— start Information given —
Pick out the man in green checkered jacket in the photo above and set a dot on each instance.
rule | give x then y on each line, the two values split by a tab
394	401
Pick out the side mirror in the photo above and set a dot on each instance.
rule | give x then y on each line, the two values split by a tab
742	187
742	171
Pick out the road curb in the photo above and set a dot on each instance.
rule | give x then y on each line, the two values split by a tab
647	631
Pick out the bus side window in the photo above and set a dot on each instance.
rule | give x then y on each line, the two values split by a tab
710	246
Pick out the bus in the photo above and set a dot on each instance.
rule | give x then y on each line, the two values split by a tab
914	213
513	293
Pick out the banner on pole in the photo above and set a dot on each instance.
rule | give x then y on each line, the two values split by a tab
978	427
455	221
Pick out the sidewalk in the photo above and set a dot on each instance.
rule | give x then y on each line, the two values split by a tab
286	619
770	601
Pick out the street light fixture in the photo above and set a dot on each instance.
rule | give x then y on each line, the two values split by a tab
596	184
— end Information given —
Rewrite the material above, changing every "set a dot" to "place a marker" and keeping all other text the same.

Pick out the man in green checkered jacket in the photo above and place a marker on each instance.
rule | give x then y on each line, the two values split by a tab
394	401
Pick out the side mirror in the photo above and place a marker on each instance.
rule | give x then y on each line, the two values split by a tab
742	187
742	171
Pick out the road curb in the photo above and place a marker on each instance.
rule | give x then y on each line, the two values split by a tab
647	631
Pick out the bus side window in the photo above and place a marker on each instance.
rule | give x then y on each line, the two values split by a tab
710	246
Pick out the bus in the photo above and place a marker on each instance.
rule | give x then y on each line, the two values split by a tab
914	213
513	293
Pick out the banner on pole in the photo above and place a marker on each instance.
rule | give x then y on each line, the two values split by a tab
978	427
455	221
Pick out the sidewalk in the photo above and place a marker on each instance.
rule | give x then y on each line, the two values split by a tab
286	619
770	601
Pick out the street light fixture in the photo above and place a marker on each instance.
rule | give x then y on each line, the two values split by a tab
596	184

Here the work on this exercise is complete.